* Exercises to complete *
a. Please return everything in the Frontera setup notes from "For large runs, it" down to "count are increased.".
b. Translate the sentence "This will load a preinstalled seissol-env module." from the Frontera setup notes into Spanish.
c. According to the Frontera setup notes, why should the executable, dynamic libraries, setup and outputs be kept on scratch for large runs?

* Given text *
+--

Frontera
Add these lines to ~/.bashrc
:
module switch python3 python3/3.9.2
module use /work2/09160/ulrich/frontera/spack/share/spack/modules/linux-centos7-cascadelake
module load seissol-env
export CC=mpiicc
export CXX=mpiicpc
This will load a preinstalled seissol-env module.
Alternatively (and for reference), to compile seissol-env on Frontera, follow the procedure below:
git clone --depth 1 --branch v0.21.0 https://github.com/spack/spack.git
cd spack
echo "export SPACK_ROOT=$PWD" >> $HOME/.bashrc
echo "export PATH=\$SPACK_ROOT/bin:\$PATH" >> $HOME/.bashrc
# clone seissol-spack-aid and add the repository
git clone https://github.com/SeisSol/seissol-spack-aid.git
spack repo add seissol-spack-aid/spack
spack compiler find
Following the workaround proposed in https://github.com/spack/spack/issues/10308, precise the module of the intel compilers in ~/.spack/linux/compilers.yaml
by changing modules: []
to modules: ['intel/19.1.1']
.
Then, update ~/.spack/packages.yaml
as follow:
packages:
python:
externals:
- spec: python@3.9.2
buildable: false
prefix: /opt/apps/intel19/python3/3.9.2
modules:
- python3/3.9.2
intel-mpi:
buildable: false
externals:
- spec: intel-mpi@2019.0.9
modules:
- impi/19.0.9
all:
providers:
mpi: [intel-mpi]
Additional already installed modules can be discovered and added with:
spack external find
Finally, install seissol-env with
spack install -j 16 seissol-env %intel ^intel-mpi
We then create the required modules with:
spack module tcl refresh $(spack find -d --format "{name}{/hash:5}" seissol-env)
To access the module at start up, add to your ~/.bashrc
:
module use $SPACK_ROOT/share/spack/modules/linux-centos7-cascadelake/
Finally, install SeisSol with cmake, as usual, with -DHOST_ARCH=skx
.
For large runs, it is recommanded to have executable, dynamic libraries, setup and outputs on scratch. That is, $WORK is not built for large, intensive IOs, and loading the shared libraries from 8000+ nodes at once is quite intensive. This could potentially break the filesystem. The dynamic libraries can be copied to $SCRATCH with the following commands:
# replace by the path to your seissol executable
mkdir -p $SCRATCH/libdump && ldd SeisSol_Release_dskx_6_elastic | grep -E "/work|/scratch" | awk '{print $(NF-1)}' | xargs -I _ cp _ $SCRATCH/libdump
Then you can unload the seissol-env module and add the required dynamic libraries, e.g. with:
export LD_LIBRARY_PATH=$SCRATCH/libdump/:$LD_LIBRARY_PATH
module unload seissol-env
Finally, we provide an example of launch script used for running a full-machine frontera run. In particular, note how timeout and retry count are increased.

+--

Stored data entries
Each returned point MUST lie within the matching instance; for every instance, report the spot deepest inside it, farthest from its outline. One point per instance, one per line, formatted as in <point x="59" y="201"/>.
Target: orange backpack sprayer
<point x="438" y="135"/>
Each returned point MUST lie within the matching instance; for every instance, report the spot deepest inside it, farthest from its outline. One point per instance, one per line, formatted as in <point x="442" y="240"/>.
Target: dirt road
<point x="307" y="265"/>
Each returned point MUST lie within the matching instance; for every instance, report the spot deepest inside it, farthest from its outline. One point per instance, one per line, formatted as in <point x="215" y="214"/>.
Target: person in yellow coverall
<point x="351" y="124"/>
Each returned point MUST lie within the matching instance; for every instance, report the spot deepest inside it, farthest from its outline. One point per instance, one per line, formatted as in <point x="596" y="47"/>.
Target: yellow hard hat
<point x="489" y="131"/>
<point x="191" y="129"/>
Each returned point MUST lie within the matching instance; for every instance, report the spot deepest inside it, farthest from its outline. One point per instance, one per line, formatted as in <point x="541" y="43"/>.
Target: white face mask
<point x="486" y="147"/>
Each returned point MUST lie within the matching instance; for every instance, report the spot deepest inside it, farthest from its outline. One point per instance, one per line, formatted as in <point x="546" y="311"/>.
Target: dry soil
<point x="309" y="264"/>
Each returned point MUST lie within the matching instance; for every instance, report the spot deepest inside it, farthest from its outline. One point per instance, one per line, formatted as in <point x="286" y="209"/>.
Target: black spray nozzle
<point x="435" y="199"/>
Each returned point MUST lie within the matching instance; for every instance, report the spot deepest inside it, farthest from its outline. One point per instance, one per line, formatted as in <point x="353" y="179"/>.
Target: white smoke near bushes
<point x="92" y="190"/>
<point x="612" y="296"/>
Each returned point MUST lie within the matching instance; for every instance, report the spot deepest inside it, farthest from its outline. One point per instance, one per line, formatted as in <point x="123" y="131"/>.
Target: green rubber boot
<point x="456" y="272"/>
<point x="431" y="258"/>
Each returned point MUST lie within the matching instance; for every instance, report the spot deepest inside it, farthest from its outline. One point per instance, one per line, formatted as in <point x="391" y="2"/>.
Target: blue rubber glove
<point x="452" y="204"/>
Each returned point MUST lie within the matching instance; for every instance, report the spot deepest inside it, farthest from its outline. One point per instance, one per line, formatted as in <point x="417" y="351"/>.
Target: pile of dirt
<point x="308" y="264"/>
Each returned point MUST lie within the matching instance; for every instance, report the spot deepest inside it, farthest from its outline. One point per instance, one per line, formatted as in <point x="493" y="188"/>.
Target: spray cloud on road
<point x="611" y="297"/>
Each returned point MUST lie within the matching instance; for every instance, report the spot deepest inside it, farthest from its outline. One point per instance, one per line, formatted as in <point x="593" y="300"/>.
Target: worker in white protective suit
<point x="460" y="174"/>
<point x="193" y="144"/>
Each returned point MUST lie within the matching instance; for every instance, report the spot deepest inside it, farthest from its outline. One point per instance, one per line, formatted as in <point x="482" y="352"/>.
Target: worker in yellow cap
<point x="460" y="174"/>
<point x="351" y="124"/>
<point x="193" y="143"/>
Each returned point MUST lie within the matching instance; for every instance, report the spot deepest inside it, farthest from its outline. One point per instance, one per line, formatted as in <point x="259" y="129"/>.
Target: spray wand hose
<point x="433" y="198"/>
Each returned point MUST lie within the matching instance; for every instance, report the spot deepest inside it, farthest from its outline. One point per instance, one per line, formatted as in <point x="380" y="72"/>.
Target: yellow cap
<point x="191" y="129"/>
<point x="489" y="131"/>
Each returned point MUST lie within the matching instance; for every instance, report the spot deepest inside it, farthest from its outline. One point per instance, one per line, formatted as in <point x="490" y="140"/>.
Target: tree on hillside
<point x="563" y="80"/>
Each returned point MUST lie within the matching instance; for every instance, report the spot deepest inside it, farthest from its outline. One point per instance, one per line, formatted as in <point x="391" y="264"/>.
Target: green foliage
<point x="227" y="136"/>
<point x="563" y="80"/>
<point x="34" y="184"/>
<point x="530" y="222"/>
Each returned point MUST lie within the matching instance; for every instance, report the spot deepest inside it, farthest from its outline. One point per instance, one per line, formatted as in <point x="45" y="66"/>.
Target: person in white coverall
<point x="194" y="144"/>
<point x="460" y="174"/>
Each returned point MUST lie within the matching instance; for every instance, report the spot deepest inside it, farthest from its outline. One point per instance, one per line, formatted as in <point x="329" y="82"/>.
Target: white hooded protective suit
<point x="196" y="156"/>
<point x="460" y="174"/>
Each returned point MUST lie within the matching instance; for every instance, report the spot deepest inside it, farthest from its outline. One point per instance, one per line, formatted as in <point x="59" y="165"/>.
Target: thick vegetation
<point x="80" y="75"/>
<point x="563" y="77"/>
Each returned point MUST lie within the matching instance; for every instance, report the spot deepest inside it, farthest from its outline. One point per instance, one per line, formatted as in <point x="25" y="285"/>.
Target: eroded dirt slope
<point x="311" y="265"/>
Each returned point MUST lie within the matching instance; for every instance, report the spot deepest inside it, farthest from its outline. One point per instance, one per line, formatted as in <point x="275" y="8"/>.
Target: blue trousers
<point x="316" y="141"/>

+--

* Per-task answers *
a.
For large runs, it is recommanded to have executable, dynamic libraries, setup and outputs on scratch. That is, $WORK is not built for large, intensive IOs, and loading the shared libraries from 8000+ nodes at once is quite intensive. This could potentially break the filesystem. The dynamic libraries can be copied to $SCRATCH with the following commands:
# replace by the path to your seissol executable
mkdir -p $SCRATCH/libdump && ldd SeisSol_Release_dskx_6_elastic | grep -E "/work|/scratch" | awk '{print $(NF-1)}' | xargs -I _ cp _ $SCRATCH/libdump
Then you can unload the seissol-env module and add the required dynamic libraries, e.g. with:
export LD_LIBRARY_PATH=$SCRATCH/libdump/:$LD_LIBRARY_PATH
module unload seissol-env
Finally, we provide an example of launch script used for running a full-machine frontera run. In particular, note how timeout and retry count are increased.

b. Esto cargará un módulo seissol-env preinstalado.

c. $WORK is not built for large, intensive IOs, and loading the shared libraries from 8000+ nodes at once is quite intensive. This could potentially break the filesystem.